(Excerpts from a dataset)
********************

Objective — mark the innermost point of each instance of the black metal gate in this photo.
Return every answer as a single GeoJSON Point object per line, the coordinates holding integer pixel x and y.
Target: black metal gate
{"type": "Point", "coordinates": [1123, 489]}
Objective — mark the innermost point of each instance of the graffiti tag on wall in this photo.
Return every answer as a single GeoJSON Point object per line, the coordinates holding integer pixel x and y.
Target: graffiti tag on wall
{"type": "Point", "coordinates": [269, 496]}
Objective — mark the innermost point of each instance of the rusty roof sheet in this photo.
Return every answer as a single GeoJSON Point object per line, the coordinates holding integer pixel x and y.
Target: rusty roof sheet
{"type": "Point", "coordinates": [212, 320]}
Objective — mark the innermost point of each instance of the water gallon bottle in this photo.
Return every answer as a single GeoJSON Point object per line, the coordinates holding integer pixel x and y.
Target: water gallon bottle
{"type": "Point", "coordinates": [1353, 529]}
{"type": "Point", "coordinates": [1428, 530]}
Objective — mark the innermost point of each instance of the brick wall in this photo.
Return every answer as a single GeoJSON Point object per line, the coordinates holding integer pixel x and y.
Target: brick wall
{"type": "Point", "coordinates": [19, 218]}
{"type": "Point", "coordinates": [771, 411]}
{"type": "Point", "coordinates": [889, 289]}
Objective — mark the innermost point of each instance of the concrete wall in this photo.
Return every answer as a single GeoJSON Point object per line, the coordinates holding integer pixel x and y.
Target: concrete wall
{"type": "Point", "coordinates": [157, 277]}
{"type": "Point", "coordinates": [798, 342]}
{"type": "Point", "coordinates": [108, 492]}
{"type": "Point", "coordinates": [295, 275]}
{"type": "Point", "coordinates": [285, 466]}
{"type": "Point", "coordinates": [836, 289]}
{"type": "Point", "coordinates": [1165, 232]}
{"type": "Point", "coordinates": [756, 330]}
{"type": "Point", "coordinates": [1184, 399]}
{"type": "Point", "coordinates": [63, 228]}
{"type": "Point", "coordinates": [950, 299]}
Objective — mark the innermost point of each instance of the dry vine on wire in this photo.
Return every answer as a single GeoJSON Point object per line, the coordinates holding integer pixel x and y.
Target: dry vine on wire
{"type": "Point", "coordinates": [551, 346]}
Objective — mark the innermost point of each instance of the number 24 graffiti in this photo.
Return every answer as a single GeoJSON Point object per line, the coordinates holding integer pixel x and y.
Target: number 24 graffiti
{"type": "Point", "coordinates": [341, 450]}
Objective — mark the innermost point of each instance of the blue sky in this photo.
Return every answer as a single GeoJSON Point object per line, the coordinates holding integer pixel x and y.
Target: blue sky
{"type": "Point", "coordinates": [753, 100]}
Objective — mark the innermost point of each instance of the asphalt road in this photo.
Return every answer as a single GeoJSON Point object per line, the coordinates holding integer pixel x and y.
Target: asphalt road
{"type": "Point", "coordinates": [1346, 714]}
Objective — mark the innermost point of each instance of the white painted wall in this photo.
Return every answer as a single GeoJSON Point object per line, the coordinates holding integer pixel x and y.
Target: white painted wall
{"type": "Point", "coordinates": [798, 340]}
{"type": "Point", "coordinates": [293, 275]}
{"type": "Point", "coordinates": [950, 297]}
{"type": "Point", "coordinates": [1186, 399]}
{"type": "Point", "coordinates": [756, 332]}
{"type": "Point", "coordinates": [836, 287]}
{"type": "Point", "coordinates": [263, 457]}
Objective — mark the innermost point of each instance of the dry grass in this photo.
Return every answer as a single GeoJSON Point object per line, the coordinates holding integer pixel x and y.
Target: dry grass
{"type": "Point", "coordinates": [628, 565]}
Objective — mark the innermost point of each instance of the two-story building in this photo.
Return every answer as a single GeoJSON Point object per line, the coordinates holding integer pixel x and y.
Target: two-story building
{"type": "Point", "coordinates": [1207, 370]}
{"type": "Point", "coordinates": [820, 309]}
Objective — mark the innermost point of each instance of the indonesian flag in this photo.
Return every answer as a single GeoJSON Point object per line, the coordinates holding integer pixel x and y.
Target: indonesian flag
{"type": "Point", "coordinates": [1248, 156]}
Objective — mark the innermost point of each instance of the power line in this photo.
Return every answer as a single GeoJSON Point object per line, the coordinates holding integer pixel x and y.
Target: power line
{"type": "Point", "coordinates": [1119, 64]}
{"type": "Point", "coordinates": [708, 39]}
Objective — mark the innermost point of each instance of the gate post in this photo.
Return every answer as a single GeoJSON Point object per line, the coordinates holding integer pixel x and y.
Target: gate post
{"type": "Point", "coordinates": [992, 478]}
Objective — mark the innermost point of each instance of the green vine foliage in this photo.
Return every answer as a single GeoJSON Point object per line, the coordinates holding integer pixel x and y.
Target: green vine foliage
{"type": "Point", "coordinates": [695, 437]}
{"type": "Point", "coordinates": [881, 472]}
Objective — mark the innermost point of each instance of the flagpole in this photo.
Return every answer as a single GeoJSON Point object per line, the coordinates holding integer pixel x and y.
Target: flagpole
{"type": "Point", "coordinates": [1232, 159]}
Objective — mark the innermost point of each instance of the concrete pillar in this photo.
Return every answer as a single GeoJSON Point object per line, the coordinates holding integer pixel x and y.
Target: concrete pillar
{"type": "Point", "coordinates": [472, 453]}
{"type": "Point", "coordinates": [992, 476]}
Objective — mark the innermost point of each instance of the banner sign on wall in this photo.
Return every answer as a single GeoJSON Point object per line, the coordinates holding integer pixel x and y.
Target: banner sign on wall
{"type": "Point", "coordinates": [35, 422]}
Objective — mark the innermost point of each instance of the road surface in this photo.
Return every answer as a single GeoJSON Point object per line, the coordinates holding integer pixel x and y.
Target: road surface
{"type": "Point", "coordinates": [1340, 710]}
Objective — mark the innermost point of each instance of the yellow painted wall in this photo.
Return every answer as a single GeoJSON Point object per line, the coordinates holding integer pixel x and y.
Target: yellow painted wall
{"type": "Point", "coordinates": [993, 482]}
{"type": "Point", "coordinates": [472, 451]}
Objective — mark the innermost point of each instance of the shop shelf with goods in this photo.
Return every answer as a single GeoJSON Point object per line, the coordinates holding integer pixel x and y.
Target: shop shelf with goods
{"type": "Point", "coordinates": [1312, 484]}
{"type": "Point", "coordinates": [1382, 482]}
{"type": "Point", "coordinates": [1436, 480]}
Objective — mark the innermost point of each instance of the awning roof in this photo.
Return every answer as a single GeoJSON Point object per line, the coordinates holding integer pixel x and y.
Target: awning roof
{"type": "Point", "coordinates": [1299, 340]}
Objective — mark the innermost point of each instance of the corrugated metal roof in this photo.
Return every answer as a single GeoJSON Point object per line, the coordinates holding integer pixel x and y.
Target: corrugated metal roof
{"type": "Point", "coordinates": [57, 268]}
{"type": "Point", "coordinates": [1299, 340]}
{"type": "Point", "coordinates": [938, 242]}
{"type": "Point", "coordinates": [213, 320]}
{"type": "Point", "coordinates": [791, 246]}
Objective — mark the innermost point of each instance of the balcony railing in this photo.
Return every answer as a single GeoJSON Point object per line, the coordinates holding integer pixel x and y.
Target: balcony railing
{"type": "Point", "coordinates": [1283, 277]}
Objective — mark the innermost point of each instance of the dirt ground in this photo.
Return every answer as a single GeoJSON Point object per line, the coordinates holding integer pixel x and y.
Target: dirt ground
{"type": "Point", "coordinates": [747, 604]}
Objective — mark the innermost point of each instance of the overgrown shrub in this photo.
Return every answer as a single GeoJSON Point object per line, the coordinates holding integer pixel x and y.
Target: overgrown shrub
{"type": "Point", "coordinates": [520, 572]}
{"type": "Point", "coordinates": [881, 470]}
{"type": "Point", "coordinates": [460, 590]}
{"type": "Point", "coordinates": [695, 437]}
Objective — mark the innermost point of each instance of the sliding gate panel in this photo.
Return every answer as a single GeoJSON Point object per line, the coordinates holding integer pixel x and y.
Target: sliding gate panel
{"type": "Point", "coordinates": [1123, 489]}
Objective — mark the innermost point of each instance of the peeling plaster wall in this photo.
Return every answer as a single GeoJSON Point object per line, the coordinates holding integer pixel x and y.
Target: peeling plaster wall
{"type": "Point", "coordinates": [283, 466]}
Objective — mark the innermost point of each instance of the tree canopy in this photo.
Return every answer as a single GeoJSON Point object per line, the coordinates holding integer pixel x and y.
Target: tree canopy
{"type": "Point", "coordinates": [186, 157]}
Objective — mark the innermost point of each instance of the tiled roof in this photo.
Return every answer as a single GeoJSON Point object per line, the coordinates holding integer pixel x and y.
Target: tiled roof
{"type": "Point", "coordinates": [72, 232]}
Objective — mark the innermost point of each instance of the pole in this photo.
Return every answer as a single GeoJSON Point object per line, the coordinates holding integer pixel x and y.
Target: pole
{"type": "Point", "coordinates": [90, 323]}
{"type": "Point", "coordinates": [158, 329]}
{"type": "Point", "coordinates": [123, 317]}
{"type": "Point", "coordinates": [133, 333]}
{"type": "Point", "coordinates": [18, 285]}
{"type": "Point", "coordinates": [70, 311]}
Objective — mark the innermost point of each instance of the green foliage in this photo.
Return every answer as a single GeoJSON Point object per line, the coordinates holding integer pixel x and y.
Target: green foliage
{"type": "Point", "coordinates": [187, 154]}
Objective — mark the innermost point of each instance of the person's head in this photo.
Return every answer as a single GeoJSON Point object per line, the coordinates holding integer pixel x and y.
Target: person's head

********************

What you should do – Which of the lines above mention the word "person"? Pull those lines out.

Reply to the task –
Objective — mark the innermost point of each instance of the person's head in this photo.
Target: person's head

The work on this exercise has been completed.